- [Provided passage]:
The conventional method of decreasing reflection implies the use of dielectric antireflection coatings (ARCs). However, this technology has several disadvantages. For instance, ARCs have relatively low laser-induced damage threshold (LIDT) values compared to the LIDT values of the untreated material6. This limits their usage in high-power and high-energy optical systems, such as lasers and widely tunable optical parametric generators for mid- and far-IR7,8,9. Furthermore, creating an operational broadband ARC for a wide range of incidence angles is a complicated task10.

An alternative method is to fabricate antireflection microstructures (ARMs) on the surface of optical elements11. The ARM can be described as a system of periodic cavities or protuberances with a period ranging from several hundred nanometers to several micrometers. The physics that underlies the operational principle of the ARM can be simply described by effective medium theory12 which represents a composite material as an effective medium with a set of constitutive parameters. The shortest wavelength in the ARM operating range is the wavelength that allows incident radiation to interact with the ARM as if it were a gradient index layer. In this case, the radiation passes without encountering an abrupt border between media, which, in turn, reduces Fresnel reflection13. The interaction of light with the ARM in this mode does not cause significant light scattering14. This wavelength can be found as \(\lambda _{threshold} = n \cdot p\) where n is the refractive index of the material and p is the microstructure period. The expression is derived from a simple diffraction grating equation where the first-order diffraction angle is considered to be 90 °.

The ARM enables the enhancement of transmittance across a wide range of wavelengths15,16. In addition, it has a higher LIDT6,17 compared to ARCs and does not depend on the adhesion of the optical surface. This enables the utilization of ARMs in high-energy optical systems, even with materials that are not suitable for proper polishing or have issues with adhesion18,19,20. Furthermore, the ARM is capable of operating at a wide range of incidence angles without significant transmittance losses21.

In recent years, different methods for creating ARMs have been developed11,16. One of the most common methods for creating such microstructures is reactive ion etching (RIE), the so-called dry etching method, where the mask for RIE is produced beforehand using interference lithography 22. Although ARMs produced by this method have been proven to achieve high transmittance values, the method itself has some crucial drawbacks. For example, several complex technological steps are required, which makes the method both costly and time-consuming. In addition, the reactive ion etching process requires a clean chamber for each material, which significantly increases the cost. Furthermore, a common problem with masking techniques is that some substrates have poor surface quality for mask deposition, such as photoresists or colloid solutions. Therefore, they can only be treated using maskless dry etching methods. It is known that when maskless dry etching techniques are used, random ARMs (RARMs) can be produced23. Although these types of ARMs can increase transmittance up to 99.9% in the 1–2 µm wavelength range23, it is much harder to control their morphology. This results in technological issues for fabrication in mid- and far- IR: for longer wavelengths, RARM starts to act as a rough surface, limiting the maximum transmittance.

- [Exercise requirements]:
**A)** Find every line of the records that contains the word "support" and copy each one. Case counts.
**B)** Extend the text on antireflection microstructures, starting right after its final sentence.

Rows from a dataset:

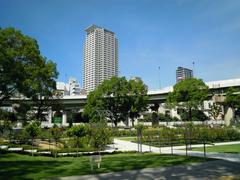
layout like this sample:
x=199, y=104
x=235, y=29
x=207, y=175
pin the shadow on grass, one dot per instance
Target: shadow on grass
x=217, y=169
x=16, y=166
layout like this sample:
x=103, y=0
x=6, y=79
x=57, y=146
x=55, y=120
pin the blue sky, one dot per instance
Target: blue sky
x=151, y=34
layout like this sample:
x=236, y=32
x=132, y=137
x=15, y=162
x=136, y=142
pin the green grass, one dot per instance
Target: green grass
x=234, y=148
x=15, y=166
x=134, y=138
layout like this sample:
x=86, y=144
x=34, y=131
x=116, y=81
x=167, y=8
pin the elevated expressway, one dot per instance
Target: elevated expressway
x=217, y=89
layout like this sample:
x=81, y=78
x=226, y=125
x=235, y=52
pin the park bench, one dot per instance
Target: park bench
x=95, y=159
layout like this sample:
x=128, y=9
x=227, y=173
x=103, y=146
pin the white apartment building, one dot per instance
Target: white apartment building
x=100, y=57
x=72, y=88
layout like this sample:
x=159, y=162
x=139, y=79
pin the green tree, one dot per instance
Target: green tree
x=215, y=110
x=138, y=98
x=24, y=71
x=117, y=96
x=33, y=130
x=78, y=132
x=232, y=100
x=56, y=133
x=188, y=94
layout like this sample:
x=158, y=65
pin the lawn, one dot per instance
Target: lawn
x=133, y=139
x=15, y=166
x=234, y=148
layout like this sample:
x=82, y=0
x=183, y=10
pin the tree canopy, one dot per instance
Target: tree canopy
x=188, y=94
x=116, y=99
x=23, y=70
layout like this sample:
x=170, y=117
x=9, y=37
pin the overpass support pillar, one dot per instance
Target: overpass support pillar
x=64, y=118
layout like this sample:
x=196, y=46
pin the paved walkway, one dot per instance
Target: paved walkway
x=218, y=169
x=122, y=145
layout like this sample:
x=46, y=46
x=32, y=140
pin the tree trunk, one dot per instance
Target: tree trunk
x=132, y=122
x=32, y=146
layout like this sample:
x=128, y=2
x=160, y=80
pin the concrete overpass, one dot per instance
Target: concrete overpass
x=158, y=96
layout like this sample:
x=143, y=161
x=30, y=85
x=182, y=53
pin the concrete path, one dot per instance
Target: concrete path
x=122, y=145
x=218, y=169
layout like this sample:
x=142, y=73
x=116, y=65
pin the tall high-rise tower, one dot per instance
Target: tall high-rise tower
x=100, y=57
x=183, y=73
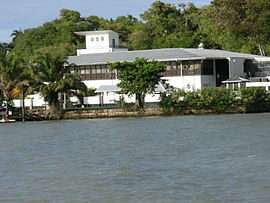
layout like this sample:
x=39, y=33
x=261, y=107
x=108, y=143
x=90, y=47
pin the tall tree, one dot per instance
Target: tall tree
x=12, y=75
x=139, y=77
x=244, y=18
x=53, y=79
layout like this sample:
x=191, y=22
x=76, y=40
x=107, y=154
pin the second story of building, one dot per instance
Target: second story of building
x=100, y=42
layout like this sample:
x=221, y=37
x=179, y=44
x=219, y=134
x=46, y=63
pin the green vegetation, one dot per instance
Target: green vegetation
x=139, y=77
x=52, y=80
x=35, y=60
x=219, y=100
x=224, y=24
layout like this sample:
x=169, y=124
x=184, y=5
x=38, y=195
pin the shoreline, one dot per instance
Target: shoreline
x=75, y=114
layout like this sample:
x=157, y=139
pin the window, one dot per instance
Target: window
x=208, y=67
x=113, y=43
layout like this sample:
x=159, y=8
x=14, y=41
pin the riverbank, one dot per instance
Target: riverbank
x=85, y=113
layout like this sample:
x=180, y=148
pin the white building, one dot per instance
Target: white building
x=186, y=68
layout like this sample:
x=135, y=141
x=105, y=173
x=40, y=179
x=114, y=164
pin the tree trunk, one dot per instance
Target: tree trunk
x=262, y=49
x=139, y=101
x=55, y=111
x=23, y=107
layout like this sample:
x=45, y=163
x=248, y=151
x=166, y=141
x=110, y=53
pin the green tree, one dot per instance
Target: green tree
x=53, y=78
x=12, y=75
x=244, y=19
x=139, y=77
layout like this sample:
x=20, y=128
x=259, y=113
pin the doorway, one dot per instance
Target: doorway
x=222, y=71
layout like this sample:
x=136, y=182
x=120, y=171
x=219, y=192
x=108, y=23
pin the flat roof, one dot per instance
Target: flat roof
x=167, y=54
x=84, y=33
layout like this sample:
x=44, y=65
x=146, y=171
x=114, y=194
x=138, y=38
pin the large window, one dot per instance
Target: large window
x=208, y=67
x=95, y=72
x=172, y=68
x=191, y=67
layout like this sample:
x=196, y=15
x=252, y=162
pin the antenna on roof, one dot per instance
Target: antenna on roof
x=201, y=46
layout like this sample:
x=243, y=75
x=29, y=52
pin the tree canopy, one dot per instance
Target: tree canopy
x=139, y=77
x=52, y=79
x=233, y=25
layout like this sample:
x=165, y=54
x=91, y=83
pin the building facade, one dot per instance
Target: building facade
x=186, y=68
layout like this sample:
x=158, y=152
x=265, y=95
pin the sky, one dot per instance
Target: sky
x=23, y=14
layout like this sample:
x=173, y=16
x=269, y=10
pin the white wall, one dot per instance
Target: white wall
x=236, y=67
x=259, y=84
x=34, y=100
x=97, y=44
x=188, y=83
x=97, y=83
x=208, y=81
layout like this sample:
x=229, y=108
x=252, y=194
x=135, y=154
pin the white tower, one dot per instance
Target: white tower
x=100, y=42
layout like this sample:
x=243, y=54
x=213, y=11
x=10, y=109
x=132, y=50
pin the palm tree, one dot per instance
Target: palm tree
x=12, y=73
x=53, y=78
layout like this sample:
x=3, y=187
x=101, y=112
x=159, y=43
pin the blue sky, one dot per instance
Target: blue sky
x=22, y=14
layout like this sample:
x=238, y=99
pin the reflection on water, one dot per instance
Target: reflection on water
x=218, y=158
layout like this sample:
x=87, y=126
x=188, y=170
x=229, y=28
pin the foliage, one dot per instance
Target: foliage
x=219, y=100
x=237, y=25
x=53, y=78
x=11, y=74
x=139, y=77
x=254, y=98
x=244, y=19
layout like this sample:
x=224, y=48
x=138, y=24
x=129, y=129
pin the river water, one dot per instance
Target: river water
x=216, y=158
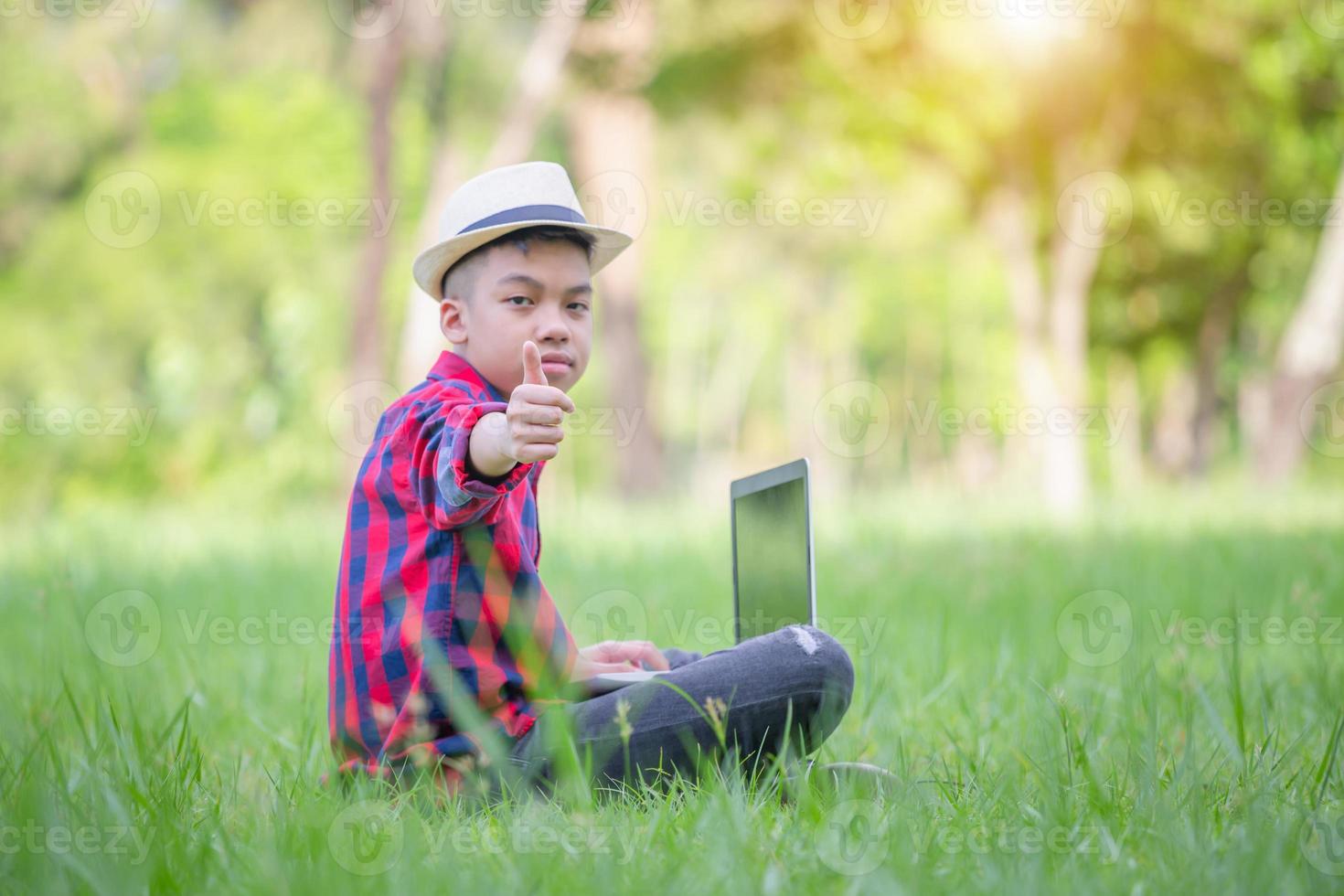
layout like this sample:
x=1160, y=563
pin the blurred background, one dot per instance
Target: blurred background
x=1027, y=251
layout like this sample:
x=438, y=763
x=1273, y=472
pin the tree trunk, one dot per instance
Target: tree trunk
x=1308, y=354
x=538, y=80
x=1215, y=329
x=1047, y=383
x=612, y=129
x=368, y=325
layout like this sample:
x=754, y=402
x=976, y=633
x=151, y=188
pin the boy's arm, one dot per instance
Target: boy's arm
x=466, y=455
x=438, y=480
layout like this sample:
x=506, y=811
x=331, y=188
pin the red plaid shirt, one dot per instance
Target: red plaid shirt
x=443, y=629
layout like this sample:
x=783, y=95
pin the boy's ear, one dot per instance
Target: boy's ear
x=451, y=320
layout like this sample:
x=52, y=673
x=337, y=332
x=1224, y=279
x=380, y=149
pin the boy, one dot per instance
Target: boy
x=448, y=646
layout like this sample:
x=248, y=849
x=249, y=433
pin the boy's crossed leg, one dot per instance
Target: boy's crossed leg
x=797, y=677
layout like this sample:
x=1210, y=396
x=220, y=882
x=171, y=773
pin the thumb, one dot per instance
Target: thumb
x=532, y=371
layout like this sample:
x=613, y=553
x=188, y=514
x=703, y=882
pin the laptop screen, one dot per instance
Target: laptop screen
x=772, y=555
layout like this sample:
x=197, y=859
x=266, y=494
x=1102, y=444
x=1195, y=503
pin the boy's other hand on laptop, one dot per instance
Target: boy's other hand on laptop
x=528, y=430
x=618, y=656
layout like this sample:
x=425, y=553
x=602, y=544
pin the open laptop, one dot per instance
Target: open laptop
x=773, y=578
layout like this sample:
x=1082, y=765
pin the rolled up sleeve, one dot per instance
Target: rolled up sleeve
x=443, y=488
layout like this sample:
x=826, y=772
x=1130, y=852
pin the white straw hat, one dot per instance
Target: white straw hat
x=507, y=199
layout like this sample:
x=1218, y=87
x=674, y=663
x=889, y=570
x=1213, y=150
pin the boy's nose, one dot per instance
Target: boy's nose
x=551, y=328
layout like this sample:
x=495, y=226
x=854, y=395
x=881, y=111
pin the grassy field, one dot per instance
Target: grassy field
x=1147, y=701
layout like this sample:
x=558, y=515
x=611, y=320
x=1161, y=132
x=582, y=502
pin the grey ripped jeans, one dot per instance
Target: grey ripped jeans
x=797, y=676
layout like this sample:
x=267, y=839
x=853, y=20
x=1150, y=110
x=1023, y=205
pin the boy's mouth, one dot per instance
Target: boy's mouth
x=555, y=363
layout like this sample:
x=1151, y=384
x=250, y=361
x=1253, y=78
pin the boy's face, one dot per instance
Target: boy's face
x=506, y=298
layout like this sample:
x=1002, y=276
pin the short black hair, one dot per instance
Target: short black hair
x=520, y=240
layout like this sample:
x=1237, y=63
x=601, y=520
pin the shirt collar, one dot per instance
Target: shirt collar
x=451, y=366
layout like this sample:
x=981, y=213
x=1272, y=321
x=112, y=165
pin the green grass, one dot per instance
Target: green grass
x=1180, y=766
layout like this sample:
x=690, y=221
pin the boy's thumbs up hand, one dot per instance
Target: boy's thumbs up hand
x=535, y=412
x=532, y=371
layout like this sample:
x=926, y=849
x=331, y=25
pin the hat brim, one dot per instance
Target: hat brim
x=432, y=263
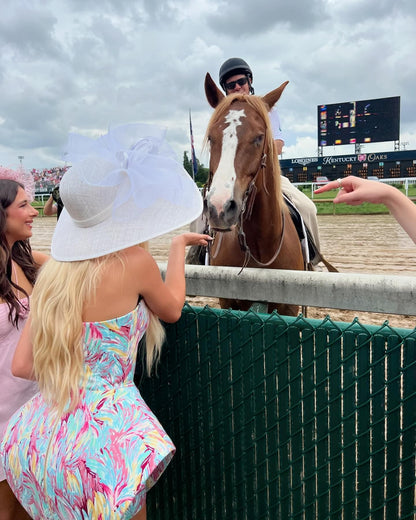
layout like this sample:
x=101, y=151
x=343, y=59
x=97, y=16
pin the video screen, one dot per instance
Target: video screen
x=367, y=121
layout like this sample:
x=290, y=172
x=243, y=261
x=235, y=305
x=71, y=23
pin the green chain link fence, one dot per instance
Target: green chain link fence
x=285, y=418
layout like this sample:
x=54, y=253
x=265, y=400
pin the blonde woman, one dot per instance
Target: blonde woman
x=87, y=446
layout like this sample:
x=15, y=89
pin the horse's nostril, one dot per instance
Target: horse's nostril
x=230, y=206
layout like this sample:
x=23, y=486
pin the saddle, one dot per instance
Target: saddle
x=311, y=253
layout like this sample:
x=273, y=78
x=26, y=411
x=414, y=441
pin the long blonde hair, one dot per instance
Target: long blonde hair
x=57, y=306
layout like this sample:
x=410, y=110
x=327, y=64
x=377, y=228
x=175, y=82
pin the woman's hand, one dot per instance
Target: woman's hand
x=192, y=239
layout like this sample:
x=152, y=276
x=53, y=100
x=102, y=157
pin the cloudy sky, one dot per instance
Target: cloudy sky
x=82, y=65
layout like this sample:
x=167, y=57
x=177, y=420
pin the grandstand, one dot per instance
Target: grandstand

- [Task-by-task results]:
**A)**
pin the overpass support pillar, one dot per instance
Target: overpass support pillar

**B)**
One of the more straightforward methods for the fabrication of periodic ARM is the femtosecond laser ablation method. It is based on local material removal by femtosecond laser pulses. This method requires only a single technological step and is more cost-effective while maintaining relatively high throughput24. However, the use of a Gaussian beam does not allow the fabrication of high-aspect-ratio ARMs and therefore limits the maximum achievable transmittance16. Some groups have tried using Bessel beams to increase the depth of the ARM25,26,27, but creating a high-quality Bessel beam is not a trivial task, which resulted in the limited ARM performance fabricated with this method.

Another drawback of the method is the ablation residue, which condenses on the surface of the sample, decreasing the transmittance due to scattering and diffraction. To counteract this effect, in our previous work we tried implementing a constant supply of dried and filtered compressed air directed to the ablation zone18, however, the compressed air affected only some of the evaporated material, reducing the amount of contamination, but not completely removing the residue.

Therefore, to achieve the highest transmittance, two issues must be addressed: increasing the depth of the ARM and the fill factor without destroying the walls between cavities and removing the ablation residue. Wet chemical etching is one of the ways to form deep microstructures and ensure smooth surfaces28.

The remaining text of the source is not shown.